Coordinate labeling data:

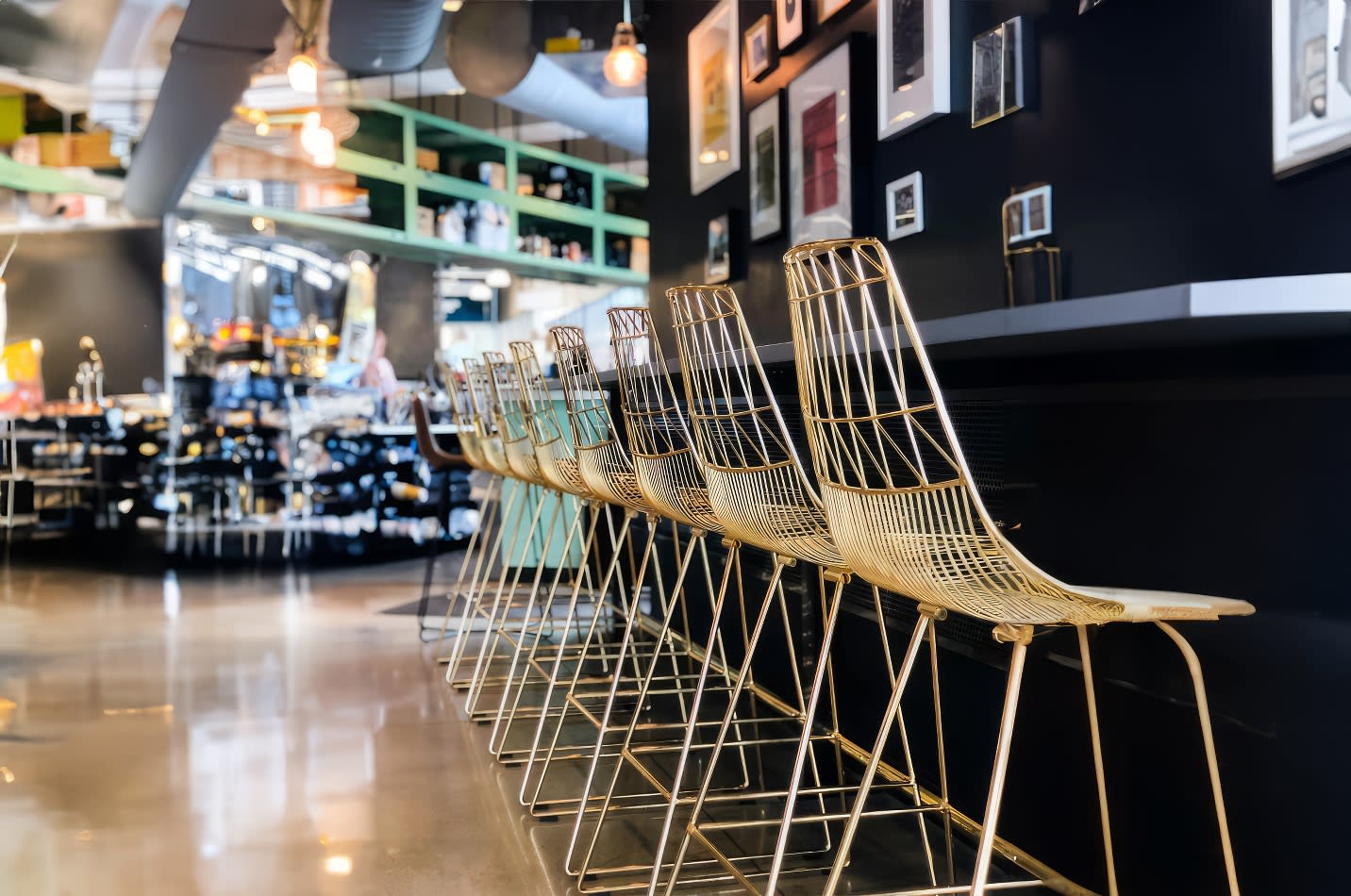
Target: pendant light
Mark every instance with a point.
(625, 64)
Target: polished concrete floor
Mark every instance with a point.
(242, 733)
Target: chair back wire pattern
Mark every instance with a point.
(757, 484)
(553, 449)
(462, 415)
(897, 490)
(485, 418)
(509, 405)
(606, 467)
(659, 437)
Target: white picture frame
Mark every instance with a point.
(913, 64)
(997, 84)
(831, 7)
(1310, 96)
(715, 97)
(766, 200)
(790, 21)
(819, 175)
(1027, 215)
(906, 206)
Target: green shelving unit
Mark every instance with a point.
(384, 157)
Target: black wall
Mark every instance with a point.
(99, 283)
(1216, 471)
(1154, 127)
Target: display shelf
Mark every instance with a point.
(419, 130)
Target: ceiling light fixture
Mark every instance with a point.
(625, 64)
(303, 74)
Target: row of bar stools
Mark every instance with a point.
(707, 776)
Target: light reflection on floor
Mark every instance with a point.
(241, 733)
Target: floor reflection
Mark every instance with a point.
(244, 733)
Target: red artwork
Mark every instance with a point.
(820, 178)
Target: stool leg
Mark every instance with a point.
(1097, 759)
(985, 849)
(893, 711)
(1203, 708)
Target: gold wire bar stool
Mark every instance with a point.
(907, 514)
(509, 515)
(609, 468)
(466, 578)
(513, 608)
(673, 483)
(763, 496)
(559, 465)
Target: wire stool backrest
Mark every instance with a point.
(607, 468)
(757, 484)
(659, 437)
(509, 406)
(462, 414)
(484, 419)
(553, 449)
(896, 487)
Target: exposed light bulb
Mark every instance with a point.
(303, 75)
(625, 65)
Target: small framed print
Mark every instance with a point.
(819, 169)
(1310, 84)
(913, 64)
(766, 206)
(831, 7)
(788, 22)
(715, 97)
(906, 206)
(1027, 215)
(997, 87)
(759, 49)
(718, 264)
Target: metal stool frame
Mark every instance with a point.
(907, 514)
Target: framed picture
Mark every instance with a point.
(1310, 83)
(831, 7)
(913, 64)
(759, 49)
(1027, 215)
(906, 206)
(819, 150)
(788, 21)
(997, 72)
(766, 209)
(718, 264)
(715, 97)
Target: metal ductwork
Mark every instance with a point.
(490, 52)
(382, 37)
(208, 69)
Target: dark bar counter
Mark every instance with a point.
(1191, 438)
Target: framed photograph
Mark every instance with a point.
(831, 7)
(906, 206)
(1027, 215)
(759, 49)
(819, 150)
(715, 97)
(788, 22)
(997, 74)
(1310, 83)
(766, 209)
(718, 264)
(913, 64)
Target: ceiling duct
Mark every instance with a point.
(208, 69)
(382, 37)
(490, 50)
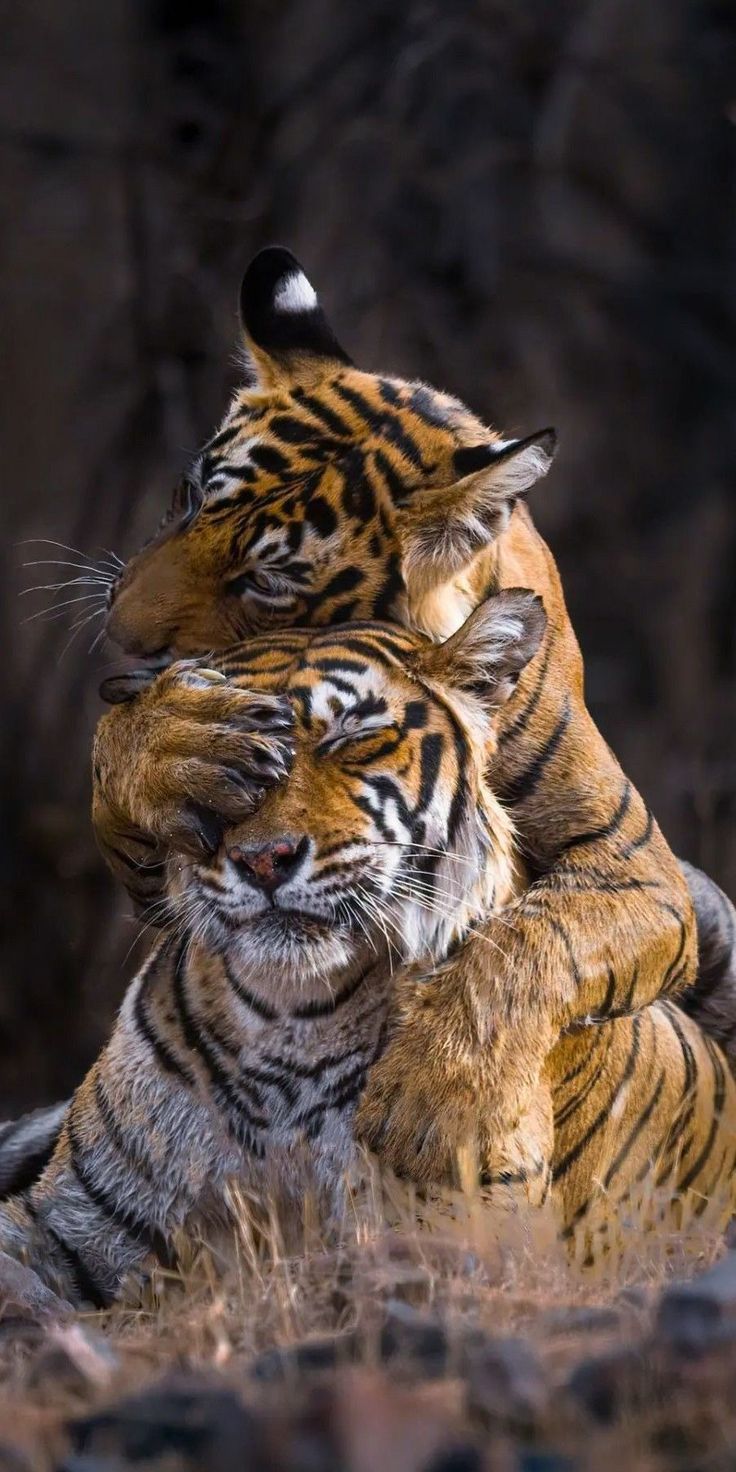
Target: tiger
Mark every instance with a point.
(243, 1044)
(327, 495)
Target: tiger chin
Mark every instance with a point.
(323, 920)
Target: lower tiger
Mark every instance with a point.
(243, 1044)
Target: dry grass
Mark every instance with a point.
(253, 1294)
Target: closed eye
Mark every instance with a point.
(359, 727)
(265, 586)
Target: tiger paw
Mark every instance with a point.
(190, 754)
(25, 1301)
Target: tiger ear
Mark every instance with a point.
(284, 327)
(443, 530)
(490, 649)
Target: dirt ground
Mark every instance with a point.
(477, 1347)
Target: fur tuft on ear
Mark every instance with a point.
(527, 460)
(118, 689)
(443, 530)
(281, 315)
(487, 654)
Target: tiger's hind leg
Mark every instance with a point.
(711, 998)
(645, 1128)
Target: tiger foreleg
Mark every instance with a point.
(139, 1150)
(186, 755)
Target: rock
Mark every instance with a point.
(614, 1384)
(580, 1319)
(192, 1425)
(507, 1385)
(72, 1357)
(13, 1460)
(545, 1462)
(702, 1309)
(301, 1360)
(417, 1340)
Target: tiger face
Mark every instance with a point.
(327, 495)
(384, 841)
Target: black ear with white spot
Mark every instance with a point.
(487, 654)
(514, 464)
(281, 315)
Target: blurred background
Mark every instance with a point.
(530, 205)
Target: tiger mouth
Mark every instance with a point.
(284, 920)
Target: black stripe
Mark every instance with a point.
(128, 1222)
(571, 1106)
(641, 1123)
(563, 1166)
(560, 929)
(245, 995)
(167, 1057)
(527, 780)
(607, 829)
(309, 1010)
(639, 842)
(323, 412)
(114, 1131)
(230, 1090)
(384, 424)
(521, 720)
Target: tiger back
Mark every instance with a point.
(245, 1042)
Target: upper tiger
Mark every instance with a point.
(331, 495)
(326, 495)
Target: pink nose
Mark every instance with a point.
(270, 864)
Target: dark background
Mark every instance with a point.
(529, 203)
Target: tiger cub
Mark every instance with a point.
(243, 1044)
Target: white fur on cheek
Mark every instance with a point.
(295, 295)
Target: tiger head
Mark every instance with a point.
(384, 839)
(327, 495)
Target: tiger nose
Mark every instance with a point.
(270, 864)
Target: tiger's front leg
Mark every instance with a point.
(605, 929)
(139, 1150)
(177, 758)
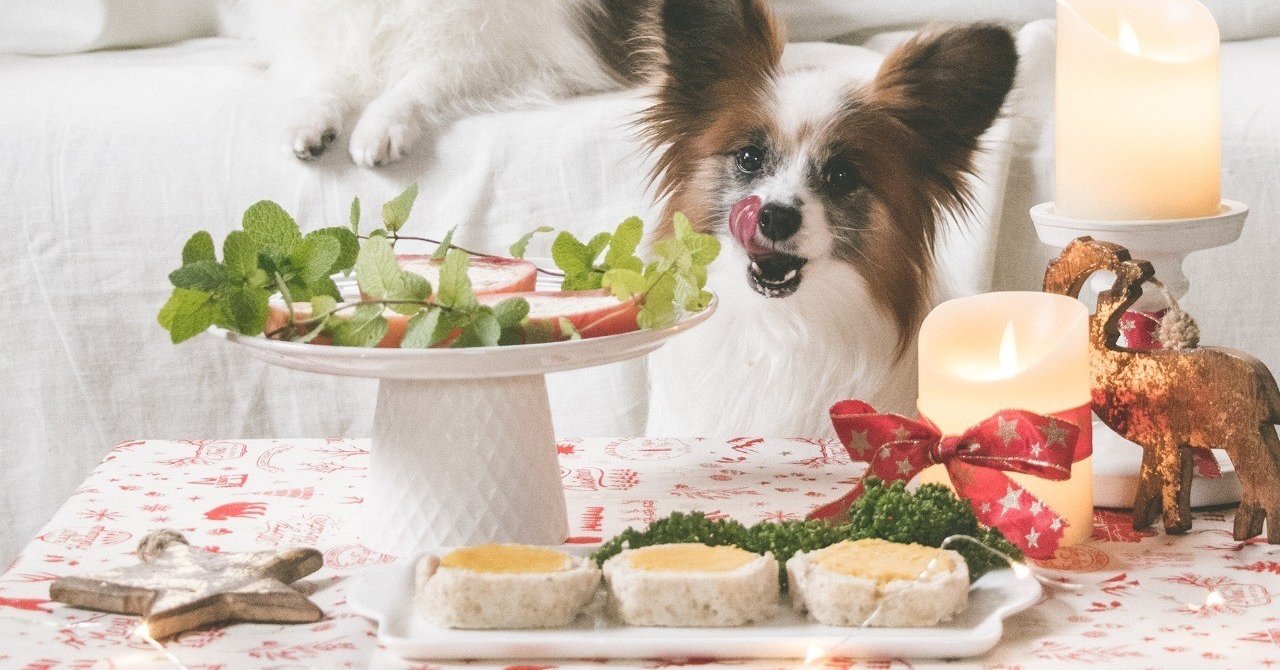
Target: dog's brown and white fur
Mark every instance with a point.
(827, 191)
(828, 195)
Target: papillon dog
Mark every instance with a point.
(392, 71)
(827, 192)
(828, 195)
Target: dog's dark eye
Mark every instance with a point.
(840, 176)
(750, 159)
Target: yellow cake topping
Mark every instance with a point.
(506, 559)
(882, 560)
(689, 557)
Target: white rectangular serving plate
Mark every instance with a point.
(385, 595)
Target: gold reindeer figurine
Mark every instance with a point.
(1170, 401)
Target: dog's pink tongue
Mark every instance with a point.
(744, 219)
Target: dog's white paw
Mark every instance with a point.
(382, 138)
(314, 131)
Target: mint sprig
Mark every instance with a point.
(270, 256)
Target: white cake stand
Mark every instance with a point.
(462, 447)
(1165, 244)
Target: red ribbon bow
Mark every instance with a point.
(1010, 441)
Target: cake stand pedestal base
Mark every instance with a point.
(462, 461)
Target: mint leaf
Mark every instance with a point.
(243, 309)
(595, 245)
(206, 276)
(570, 255)
(410, 287)
(511, 311)
(376, 270)
(314, 256)
(268, 224)
(443, 250)
(567, 329)
(324, 286)
(397, 210)
(365, 328)
(622, 246)
(521, 246)
(323, 305)
(240, 255)
(348, 247)
(455, 290)
(483, 331)
(421, 329)
(187, 314)
(199, 247)
(624, 283)
(659, 304)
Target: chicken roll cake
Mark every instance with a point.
(878, 583)
(691, 584)
(504, 586)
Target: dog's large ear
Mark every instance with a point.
(716, 54)
(947, 89)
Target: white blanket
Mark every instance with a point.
(110, 160)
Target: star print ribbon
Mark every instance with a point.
(1010, 441)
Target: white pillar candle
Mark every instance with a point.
(1137, 121)
(1011, 351)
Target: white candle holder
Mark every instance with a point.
(1165, 244)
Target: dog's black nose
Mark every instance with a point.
(778, 222)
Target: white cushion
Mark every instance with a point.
(46, 27)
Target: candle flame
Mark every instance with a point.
(1128, 36)
(1008, 352)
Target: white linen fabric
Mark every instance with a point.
(112, 159)
(44, 27)
(853, 21)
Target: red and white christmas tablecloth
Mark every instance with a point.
(1148, 600)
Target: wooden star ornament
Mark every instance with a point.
(178, 587)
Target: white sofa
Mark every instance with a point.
(110, 159)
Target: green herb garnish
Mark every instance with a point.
(886, 511)
(270, 256)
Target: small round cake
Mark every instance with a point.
(504, 586)
(878, 583)
(691, 584)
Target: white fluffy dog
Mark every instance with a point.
(392, 69)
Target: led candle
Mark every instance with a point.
(1013, 351)
(1137, 118)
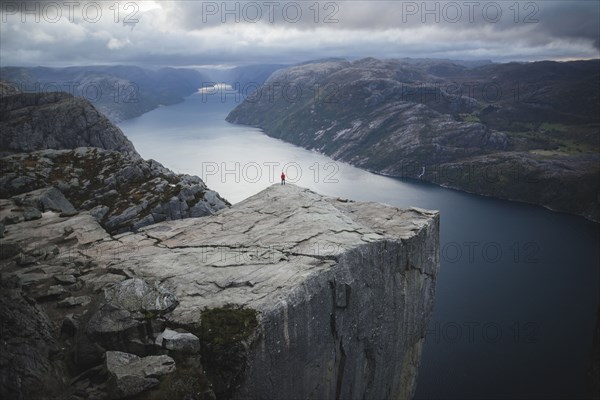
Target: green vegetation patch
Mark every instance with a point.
(226, 325)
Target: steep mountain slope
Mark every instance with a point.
(56, 141)
(119, 92)
(525, 132)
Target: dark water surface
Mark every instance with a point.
(518, 290)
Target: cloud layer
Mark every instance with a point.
(181, 33)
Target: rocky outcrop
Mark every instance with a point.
(8, 89)
(118, 91)
(287, 294)
(524, 132)
(131, 375)
(123, 192)
(56, 120)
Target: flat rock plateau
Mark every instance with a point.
(287, 294)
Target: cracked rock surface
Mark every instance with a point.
(290, 294)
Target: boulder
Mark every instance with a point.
(131, 375)
(140, 297)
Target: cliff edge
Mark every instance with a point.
(287, 294)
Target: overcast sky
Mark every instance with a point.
(193, 33)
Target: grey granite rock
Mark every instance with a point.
(290, 293)
(56, 121)
(179, 341)
(131, 375)
(123, 192)
(30, 213)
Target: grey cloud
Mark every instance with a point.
(179, 35)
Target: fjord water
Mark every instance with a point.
(518, 290)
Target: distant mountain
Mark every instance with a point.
(57, 120)
(526, 132)
(119, 92)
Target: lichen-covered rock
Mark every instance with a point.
(290, 294)
(138, 297)
(123, 192)
(131, 375)
(179, 341)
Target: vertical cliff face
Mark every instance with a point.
(355, 330)
(287, 294)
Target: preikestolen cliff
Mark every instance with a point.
(299, 200)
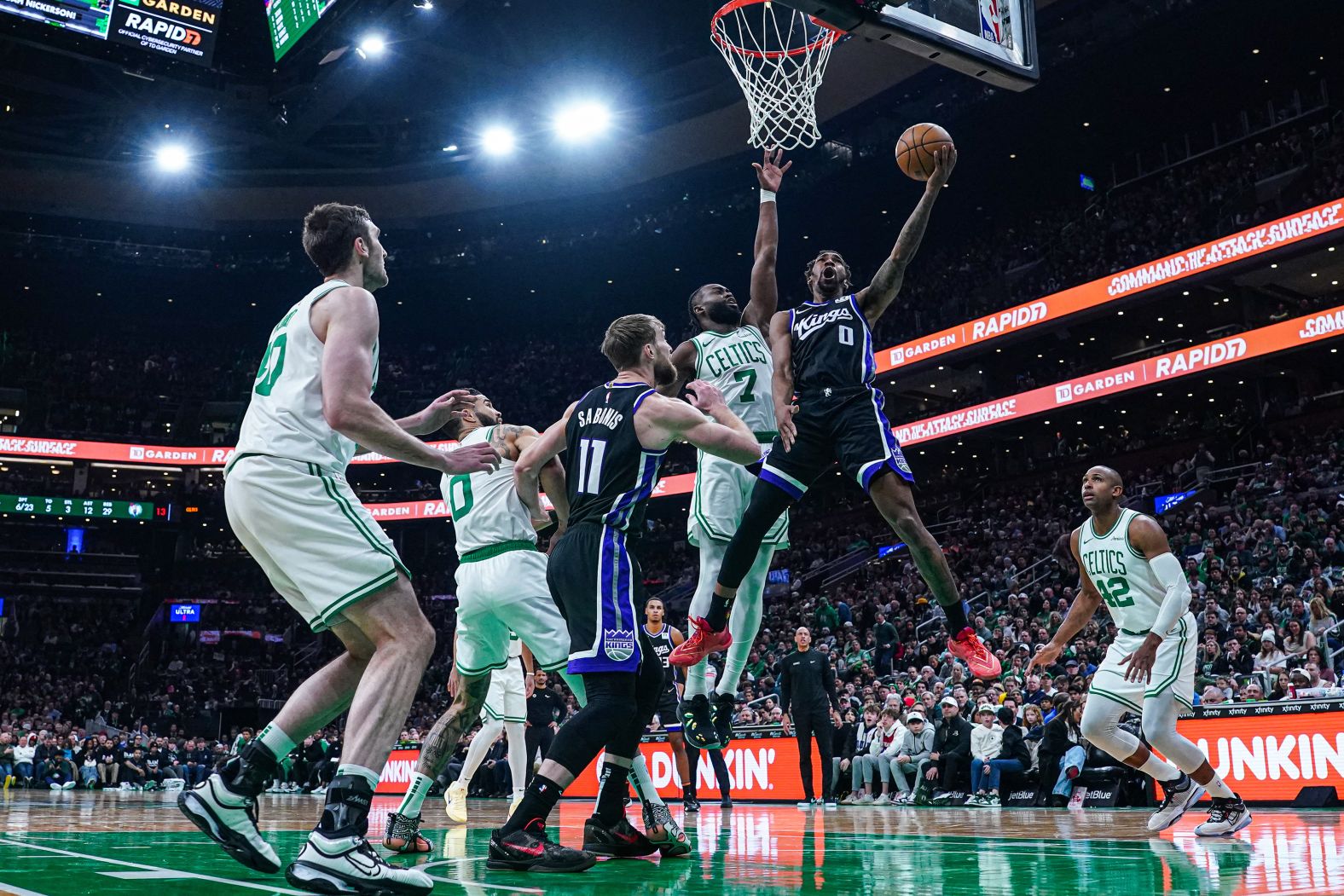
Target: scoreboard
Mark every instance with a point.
(291, 20)
(91, 508)
(180, 30)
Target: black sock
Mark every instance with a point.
(611, 793)
(956, 617)
(345, 813)
(538, 801)
(719, 609)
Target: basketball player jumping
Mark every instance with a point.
(501, 590)
(823, 351)
(288, 503)
(616, 436)
(1125, 560)
(664, 639)
(732, 354)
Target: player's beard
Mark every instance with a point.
(723, 315)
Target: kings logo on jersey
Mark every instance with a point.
(618, 644)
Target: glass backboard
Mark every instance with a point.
(989, 39)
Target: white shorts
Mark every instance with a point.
(317, 544)
(721, 497)
(1173, 669)
(504, 702)
(501, 594)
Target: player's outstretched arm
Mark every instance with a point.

**WHAT THE EXERCISE ASKS:** Leaving the pictures out, set down exactly the lines from the one with "Target: cliff edge" through the end of the records.

**FINAL RESULT:**
Target: cliff edge
Mark every instance with a point.
(287, 294)
Target: overcast sky
Mark every instance with a point.
(193, 33)
Target: grey granite rock
Mark every instance with a point.
(290, 293)
(56, 121)
(179, 341)
(131, 375)
(123, 192)
(30, 213)
Target: grey cloud
Mark every instance with a point.
(179, 35)
Target: fjord water
Mark every instance with a point.
(518, 290)
Target: distant mountain
Mark every instance with a point.
(57, 120)
(526, 132)
(119, 92)
Target: lichen-covered rock
Mark every instance with a point.
(290, 294)
(138, 297)
(123, 192)
(131, 375)
(179, 341)
Target: vertical cliff face
Mark every instance with a point.
(355, 330)
(287, 294)
Target: preikestolen cliff
Mark every instance with a point.
(299, 200)
Target: scoreboard
Mark every instance with a point.
(291, 20)
(91, 508)
(180, 30)
Target: black sock
Mark every instance with a point.
(611, 793)
(956, 617)
(345, 813)
(538, 801)
(719, 609)
Target: basketball player jumping
Mark every instance with a point.
(501, 590)
(823, 351)
(288, 503)
(616, 436)
(1125, 560)
(664, 639)
(732, 354)
Target: player's beard
Mark every instance with a point.
(723, 315)
Target: kings logo on jersey
Mark every instance with a point.
(618, 644)
Target: glass backboard
Mark every instance with a point.
(989, 39)
Target: white shorts
Mark every instance with a point.
(317, 544)
(721, 497)
(1173, 669)
(504, 702)
(501, 594)
Target: player's outstretched arm
Mark every instance with a point.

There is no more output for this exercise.